## Work order
Reproduce all of the entries below exactly, without a single change.

## Data supplied

BEGIN

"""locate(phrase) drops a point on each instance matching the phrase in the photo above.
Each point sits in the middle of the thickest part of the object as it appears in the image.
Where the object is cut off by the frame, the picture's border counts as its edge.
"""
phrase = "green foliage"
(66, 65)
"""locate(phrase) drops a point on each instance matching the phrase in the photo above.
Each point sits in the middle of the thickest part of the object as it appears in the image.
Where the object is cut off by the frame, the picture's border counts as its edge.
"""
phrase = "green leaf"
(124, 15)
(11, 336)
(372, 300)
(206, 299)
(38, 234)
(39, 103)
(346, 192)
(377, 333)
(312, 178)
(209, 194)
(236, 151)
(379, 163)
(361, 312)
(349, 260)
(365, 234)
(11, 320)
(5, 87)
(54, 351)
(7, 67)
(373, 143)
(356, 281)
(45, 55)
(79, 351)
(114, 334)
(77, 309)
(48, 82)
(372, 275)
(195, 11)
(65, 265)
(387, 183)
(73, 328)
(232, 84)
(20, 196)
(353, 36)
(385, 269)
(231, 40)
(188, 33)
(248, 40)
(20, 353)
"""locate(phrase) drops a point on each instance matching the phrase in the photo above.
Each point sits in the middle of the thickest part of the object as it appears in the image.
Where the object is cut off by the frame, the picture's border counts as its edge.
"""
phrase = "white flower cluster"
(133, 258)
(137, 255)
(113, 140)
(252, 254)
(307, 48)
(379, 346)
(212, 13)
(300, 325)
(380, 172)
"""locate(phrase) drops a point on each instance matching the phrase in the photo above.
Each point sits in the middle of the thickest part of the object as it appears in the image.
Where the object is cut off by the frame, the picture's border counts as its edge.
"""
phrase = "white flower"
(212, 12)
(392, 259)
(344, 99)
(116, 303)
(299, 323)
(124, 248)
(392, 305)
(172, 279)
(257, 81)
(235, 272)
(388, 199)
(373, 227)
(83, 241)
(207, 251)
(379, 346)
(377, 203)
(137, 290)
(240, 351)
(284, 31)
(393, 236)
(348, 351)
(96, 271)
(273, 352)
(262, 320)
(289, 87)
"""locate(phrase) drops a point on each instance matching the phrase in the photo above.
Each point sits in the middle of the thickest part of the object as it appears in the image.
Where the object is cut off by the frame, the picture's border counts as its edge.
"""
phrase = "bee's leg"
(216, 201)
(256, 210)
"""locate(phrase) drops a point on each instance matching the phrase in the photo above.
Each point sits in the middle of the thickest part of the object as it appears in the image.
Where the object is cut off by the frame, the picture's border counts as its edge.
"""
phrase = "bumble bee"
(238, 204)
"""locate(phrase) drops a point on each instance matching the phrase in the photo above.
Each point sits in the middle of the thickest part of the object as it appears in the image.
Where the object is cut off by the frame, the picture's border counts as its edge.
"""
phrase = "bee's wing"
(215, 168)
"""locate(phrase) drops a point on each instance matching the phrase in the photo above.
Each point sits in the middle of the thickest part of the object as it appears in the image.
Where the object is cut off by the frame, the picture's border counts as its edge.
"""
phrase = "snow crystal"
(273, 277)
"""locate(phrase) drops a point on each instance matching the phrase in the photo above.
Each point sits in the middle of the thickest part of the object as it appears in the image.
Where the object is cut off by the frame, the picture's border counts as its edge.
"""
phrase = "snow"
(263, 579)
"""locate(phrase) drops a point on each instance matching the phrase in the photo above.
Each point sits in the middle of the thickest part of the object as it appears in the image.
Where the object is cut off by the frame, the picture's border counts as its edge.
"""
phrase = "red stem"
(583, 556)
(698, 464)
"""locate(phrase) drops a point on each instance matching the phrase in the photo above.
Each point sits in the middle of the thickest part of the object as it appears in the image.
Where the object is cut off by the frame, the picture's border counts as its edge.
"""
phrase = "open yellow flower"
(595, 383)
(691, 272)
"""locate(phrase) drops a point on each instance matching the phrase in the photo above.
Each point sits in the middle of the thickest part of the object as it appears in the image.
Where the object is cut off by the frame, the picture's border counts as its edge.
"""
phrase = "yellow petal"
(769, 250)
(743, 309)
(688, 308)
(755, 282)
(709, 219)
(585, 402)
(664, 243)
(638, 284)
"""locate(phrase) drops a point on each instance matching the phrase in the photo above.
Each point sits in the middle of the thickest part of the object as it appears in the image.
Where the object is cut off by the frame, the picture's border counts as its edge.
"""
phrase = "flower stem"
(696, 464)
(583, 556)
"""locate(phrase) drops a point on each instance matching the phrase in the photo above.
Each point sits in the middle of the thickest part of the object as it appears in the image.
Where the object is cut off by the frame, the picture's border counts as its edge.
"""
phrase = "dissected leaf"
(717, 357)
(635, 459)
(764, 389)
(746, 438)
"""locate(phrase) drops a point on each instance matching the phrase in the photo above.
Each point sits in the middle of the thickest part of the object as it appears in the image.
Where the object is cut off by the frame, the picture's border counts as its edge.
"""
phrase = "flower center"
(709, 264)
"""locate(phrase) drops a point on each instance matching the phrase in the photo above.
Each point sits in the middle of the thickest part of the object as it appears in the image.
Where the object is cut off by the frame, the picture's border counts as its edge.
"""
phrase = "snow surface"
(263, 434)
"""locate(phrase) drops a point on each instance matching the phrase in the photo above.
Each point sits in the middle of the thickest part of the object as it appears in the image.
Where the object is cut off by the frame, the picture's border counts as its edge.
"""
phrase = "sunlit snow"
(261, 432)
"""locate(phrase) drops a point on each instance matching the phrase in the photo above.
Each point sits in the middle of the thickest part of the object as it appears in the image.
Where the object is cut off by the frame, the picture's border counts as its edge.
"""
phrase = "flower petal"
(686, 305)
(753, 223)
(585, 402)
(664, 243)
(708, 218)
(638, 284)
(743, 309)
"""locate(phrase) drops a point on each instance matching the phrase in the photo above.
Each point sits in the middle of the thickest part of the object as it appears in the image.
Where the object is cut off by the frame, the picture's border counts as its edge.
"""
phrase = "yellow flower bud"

END

## Your solution
"""locate(phrase) drops a point on each instance matching the phrase in the photo above.
Each point sits in the middle of the thickest part of the object as it appears in the image.
Where the object is cut off by the frame, the picture's border counts as its edge.
"""
phrase = "green foliage"
(66, 65)
"""locate(phrase) drops a point on each instance matching the phrase in the photo above.
Each point sits in the middle of the thickest part of the object as it appears in the image.
Where the object is cut off by the frame, the picture's border counts as its edge.
"""
phrase = "green leaf"
(124, 15)
(11, 336)
(372, 300)
(206, 299)
(38, 234)
(39, 103)
(346, 192)
(377, 333)
(312, 178)
(209, 194)
(236, 151)
(379, 163)
(361, 312)
(349, 260)
(365, 234)
(11, 320)
(5, 87)
(54, 351)
(7, 67)
(373, 143)
(356, 281)
(45, 55)
(79, 351)
(114, 334)
(77, 309)
(48, 82)
(372, 275)
(195, 11)
(65, 265)
(387, 183)
(73, 328)
(232, 84)
(20, 196)
(353, 36)
(385, 269)
(231, 40)
(188, 33)
(248, 40)
(20, 353)
"""locate(phrase) drops a point on each instance matching the phrase in the photo above.
Each point sits in the middle of the thickest part of the object as it appears in the image.
Where the object is cut off by the frame, the picture's border counts as its edge.
"""
phrase = "white flower cluster"
(133, 258)
(137, 255)
(113, 140)
(252, 254)
(307, 48)
(379, 346)
(212, 13)
(300, 325)
(380, 172)
"""locate(phrase) drops a point on each instance matching the phrase in the photo above.
Each point sits in the middle of the thickest part of the object as it appears in the image.
Where the object is cut off by the frame, the picture's border counts as its edge.
"""
phrase = "white flower"
(212, 12)
(392, 259)
(344, 99)
(116, 303)
(299, 323)
(124, 248)
(392, 305)
(172, 279)
(257, 81)
(235, 272)
(388, 199)
(373, 227)
(83, 241)
(207, 251)
(379, 346)
(377, 203)
(137, 290)
(240, 351)
(284, 31)
(393, 236)
(348, 351)
(96, 271)
(273, 352)
(262, 320)
(289, 87)
"""locate(phrase) drops a point on each instance matching the phrase in the photo above.
Each point sits in the middle of the thickest part of the object as it appears in the image.
Where the object is cut off by the frame, the picture's border counts as its edge.
"""
phrase = "bee's leg"
(216, 201)
(256, 210)
"""locate(phrase) drops a point on each instance matching the phrase in the photo above.
Each point sits in the middle of the thickest part of the object as it appears in the image.
Where the object is cut off by the frame, the picture's border counts as its edge.
"""
phrase = "bumble bee"
(238, 204)
"""locate(phrase) drops a point on each instance matching the phrase in the photo above.
Each point sits in the middle of the thickest part of the object as it appears in the image.
Where the object is cut off by the frame, the picture's border counts as its edge.
"""
phrase = "bee's wing"
(215, 168)
"""locate(phrase) drops a point on each instance matching the phrase in the photo above.
Each point sits in the middle of the thickest part of the object as it appears in the image.
Where the object is cut off by the frame, the picture's border counts as its edge.
"""
phrase = "snow crystal"
(273, 277)
"""locate(phrase) drops a point on each instance matching the phrase in the photo above.
Each point sits in the middle of the thickest part of the object as it appears in the image.
Where the object is cut off by the frame, the picture's border counts as its edge.
"""
phrase = "snow"
(263, 579)
"""locate(phrase) drops a point on each instance matching the phrase in the photo above.
Each point sits in the middle of the thickest part of the object as it appears in the image.
Where the object is cut off by the frame, the picture's border counts as its edge.
"""
phrase = "red stem"
(583, 556)
(698, 464)
"""locate(phrase) drops a point on each instance matching the phrase in the photo above.
Each point sits in the middle of the thickest part of the object as it appears in the image.
Where the object is cut off by the frame, the picture's border counts as its edge.
"""
phrase = "open yellow flower"
(595, 383)
(691, 272)
"""locate(phrase) drops a point on each instance matching the phrase in the photo above.
Each point sits in the middle of the thickest part of the object as it appears in the image.
Where the object is cut off by the frame, the picture's border counts as its edge.
"""
phrase = "yellow petal"
(769, 250)
(743, 309)
(688, 308)
(755, 282)
(709, 219)
(585, 402)
(664, 243)
(638, 284)
"""locate(phrase) drops a point on each instance matching the phrase in the photo above.
Each point sits in the middle of the thickest part of the object as it appears in the image.
Where the object is cut off by the frame, the picture's border counts as its edge.
"""
phrase = "flower stem"
(696, 464)
(583, 556)
"""locate(phrase) drops a point on each instance matching the phrase in the photo above.
Each point sits in the middle of the thickest part of the object as it appears in the image.
Where the object is cut off by the frame, the picture's border counts as its edge.
"""
phrase = "dissected leaf"
(717, 357)
(635, 459)
(764, 389)
(746, 438)
"""locate(phrase) drops a point on each instance matching the phrase in the photo above.
Each point sits in the middle of the thickest part of the object as it appears in the image.
Where the object is cut off by the frame, the picture's border counts as its edge.
"""
phrase = "flower center"
(709, 264)
"""locate(phrase) drops a point on each instance matching the phrase in the photo above.
Each point sits in the middle of the thickest part of the object as it appears in the image.
Where the object is cut off by the frame, the picture's border counts as its edge.
"""
phrase = "snow surface"
(263, 434)
"""locate(phrase) drops a point on each instance matching the phrase in the photo above.
Each point sits in the middle of the thickest part of the object as it appears in the image.
Where the object is cut off by the frame, the picture's border counts as its edge.
"""
phrase = "sunlit snow"
(261, 432)
"""locate(phrase) drops a point on each instance matching the phrase in the photo above.
Each point sits in the middle of the thickest part of the object as it appears in the image.
Where the object is cut off by the frame, the picture's border counts as its edge.
"""
phrase = "flower petal"
(686, 305)
(753, 223)
(585, 402)
(664, 243)
(708, 218)
(638, 284)
(743, 309)
"""locate(phrase) drops a point on each instance matching the phrase in the photo above.
Each point sits in the middle of the thickest part of the object as it appears in the image.
Where the object is cut off by the frame, the picture's border counts as its edge.
"""
phrase = "yellow flower bud"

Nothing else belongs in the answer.